* Passage shown *
1. Eat Less, More Often
Overeating exacerbates heartburn, says Rachel Brandeis, M.S., a registered dietitian in Atlanta who specializes in prenatal nutrition. "When you're pregnant, there's less room for your stomach to expand," she explains. Maintaining a sensible diet will not only stave off heartburn in the short term, but throughout your pregnancy as well, because gaining more than the recommended weight puts more pressure on your abdomen, which can trigger the condition. Instead of three meals a day, aim for six mini-meals (See "Meal Plan" below) of no more than 1½ cups of food each, Brandeis recommends. Smaller meals are easier for your body to digest, helping to relieve the symptoms of heartburn during pregnancy.
2. Eliminate Trigger Foods
Identify the foods that intensify your heartburn and banish them from your diet. While there are no universally "banned" foods, common heartburn triggers include acidic foods, such as citrus fruits and tomatoes, greasy or fried foods, spicy foods, chocolate, coffee and carbonated beverages and alcohol (which, as you well know, you should eliminate anyway!).
3. Focus on Fluids
"Liquid-y foods are less likely to cause problems than solids, since they move through the stomach more quickly," Brandeis says. Soups, smoothies, yogurt, milkshakes, protein shakes, and puddings are good choices. Look for liquids that offer plenty of protein, such as milk and drinkable yogurt. and aim to make solids a little less so: "chew solid foods slowly and extremely well, until they're almost liquefied," Brandeis adds. Keep in mind, however, that drinking large quantities of fluids with meals can aggravate heartburn, because drinking can cause you to swallow more air. If you feel thirsty during a meal, take small sips between bites of food.

* About this task *
From the heartburn tips, list every food that the third tip names as a good choice in its sentence ending "are good choices."

* Recorded information *
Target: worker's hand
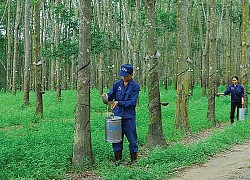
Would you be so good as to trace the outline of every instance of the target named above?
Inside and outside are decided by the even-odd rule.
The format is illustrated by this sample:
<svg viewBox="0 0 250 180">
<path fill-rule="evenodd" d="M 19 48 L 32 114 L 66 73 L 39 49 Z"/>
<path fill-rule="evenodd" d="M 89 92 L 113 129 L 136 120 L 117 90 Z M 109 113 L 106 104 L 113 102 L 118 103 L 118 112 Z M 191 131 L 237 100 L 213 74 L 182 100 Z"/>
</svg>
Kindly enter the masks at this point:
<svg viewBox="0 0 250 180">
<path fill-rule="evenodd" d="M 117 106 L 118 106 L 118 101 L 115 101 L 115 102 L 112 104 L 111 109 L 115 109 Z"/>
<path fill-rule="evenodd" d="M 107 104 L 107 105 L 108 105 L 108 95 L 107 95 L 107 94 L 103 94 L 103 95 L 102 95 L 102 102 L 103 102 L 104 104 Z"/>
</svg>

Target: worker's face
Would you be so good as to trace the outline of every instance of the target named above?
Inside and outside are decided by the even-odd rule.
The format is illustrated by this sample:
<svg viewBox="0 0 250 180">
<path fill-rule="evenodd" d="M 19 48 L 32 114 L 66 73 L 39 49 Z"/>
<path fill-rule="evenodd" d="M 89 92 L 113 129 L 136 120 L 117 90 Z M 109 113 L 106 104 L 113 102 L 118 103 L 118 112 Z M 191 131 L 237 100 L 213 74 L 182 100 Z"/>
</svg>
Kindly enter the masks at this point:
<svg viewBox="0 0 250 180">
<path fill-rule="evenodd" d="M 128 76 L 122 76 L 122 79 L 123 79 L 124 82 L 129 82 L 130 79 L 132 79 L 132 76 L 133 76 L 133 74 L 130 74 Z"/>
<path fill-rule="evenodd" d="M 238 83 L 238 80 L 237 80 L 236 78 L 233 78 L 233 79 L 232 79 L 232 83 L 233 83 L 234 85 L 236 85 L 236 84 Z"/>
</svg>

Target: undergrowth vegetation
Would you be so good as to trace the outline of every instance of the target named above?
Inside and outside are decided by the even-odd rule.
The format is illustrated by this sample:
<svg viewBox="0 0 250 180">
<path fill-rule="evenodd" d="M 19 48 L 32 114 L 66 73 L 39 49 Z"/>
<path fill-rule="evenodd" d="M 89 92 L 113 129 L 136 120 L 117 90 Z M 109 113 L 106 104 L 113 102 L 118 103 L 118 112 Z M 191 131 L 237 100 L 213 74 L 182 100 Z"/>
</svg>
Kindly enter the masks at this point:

...

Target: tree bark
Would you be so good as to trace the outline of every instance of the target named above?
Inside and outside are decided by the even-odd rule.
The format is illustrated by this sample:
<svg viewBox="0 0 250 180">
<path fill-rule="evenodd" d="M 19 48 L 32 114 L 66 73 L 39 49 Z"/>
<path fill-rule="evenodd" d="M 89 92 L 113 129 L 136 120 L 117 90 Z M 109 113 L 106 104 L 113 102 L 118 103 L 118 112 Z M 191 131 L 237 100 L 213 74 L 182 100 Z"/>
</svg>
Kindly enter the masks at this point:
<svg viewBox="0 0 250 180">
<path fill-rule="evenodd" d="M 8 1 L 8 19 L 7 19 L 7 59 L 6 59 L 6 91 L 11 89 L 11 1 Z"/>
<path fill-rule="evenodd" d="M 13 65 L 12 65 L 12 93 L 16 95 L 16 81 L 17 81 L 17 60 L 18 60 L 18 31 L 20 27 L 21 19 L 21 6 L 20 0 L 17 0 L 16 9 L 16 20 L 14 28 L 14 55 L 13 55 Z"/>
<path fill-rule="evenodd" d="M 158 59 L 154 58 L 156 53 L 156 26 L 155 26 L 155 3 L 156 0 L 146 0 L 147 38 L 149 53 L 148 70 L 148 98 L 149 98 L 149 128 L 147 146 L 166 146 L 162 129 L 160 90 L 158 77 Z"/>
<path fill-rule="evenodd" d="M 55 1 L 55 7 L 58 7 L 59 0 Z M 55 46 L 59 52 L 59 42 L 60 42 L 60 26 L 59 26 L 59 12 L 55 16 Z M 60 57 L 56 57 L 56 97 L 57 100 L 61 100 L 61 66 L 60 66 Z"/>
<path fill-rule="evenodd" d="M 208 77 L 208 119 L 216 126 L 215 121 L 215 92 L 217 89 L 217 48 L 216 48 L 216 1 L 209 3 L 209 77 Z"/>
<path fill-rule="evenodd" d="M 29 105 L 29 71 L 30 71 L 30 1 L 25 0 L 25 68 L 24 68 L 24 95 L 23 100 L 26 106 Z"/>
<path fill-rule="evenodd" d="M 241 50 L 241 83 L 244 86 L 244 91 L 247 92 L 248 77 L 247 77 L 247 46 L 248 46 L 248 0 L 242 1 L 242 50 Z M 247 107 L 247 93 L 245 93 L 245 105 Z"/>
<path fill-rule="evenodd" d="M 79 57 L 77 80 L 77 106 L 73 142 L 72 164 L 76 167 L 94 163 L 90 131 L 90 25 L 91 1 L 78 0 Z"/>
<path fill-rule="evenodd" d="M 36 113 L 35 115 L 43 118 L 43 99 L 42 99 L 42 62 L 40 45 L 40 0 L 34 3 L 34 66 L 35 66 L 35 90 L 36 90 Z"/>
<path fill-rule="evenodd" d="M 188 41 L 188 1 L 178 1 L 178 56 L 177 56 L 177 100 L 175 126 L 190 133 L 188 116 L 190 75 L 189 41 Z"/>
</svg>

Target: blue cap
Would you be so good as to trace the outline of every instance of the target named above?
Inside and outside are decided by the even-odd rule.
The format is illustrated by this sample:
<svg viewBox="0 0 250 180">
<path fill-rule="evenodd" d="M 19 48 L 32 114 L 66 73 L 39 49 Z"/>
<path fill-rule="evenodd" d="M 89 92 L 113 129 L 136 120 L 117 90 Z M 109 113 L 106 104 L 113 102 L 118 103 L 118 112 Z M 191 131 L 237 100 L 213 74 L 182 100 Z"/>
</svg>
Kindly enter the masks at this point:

* Task answer *
Soups, smoothies, yogurt, milkshakes, protein shakes, puddings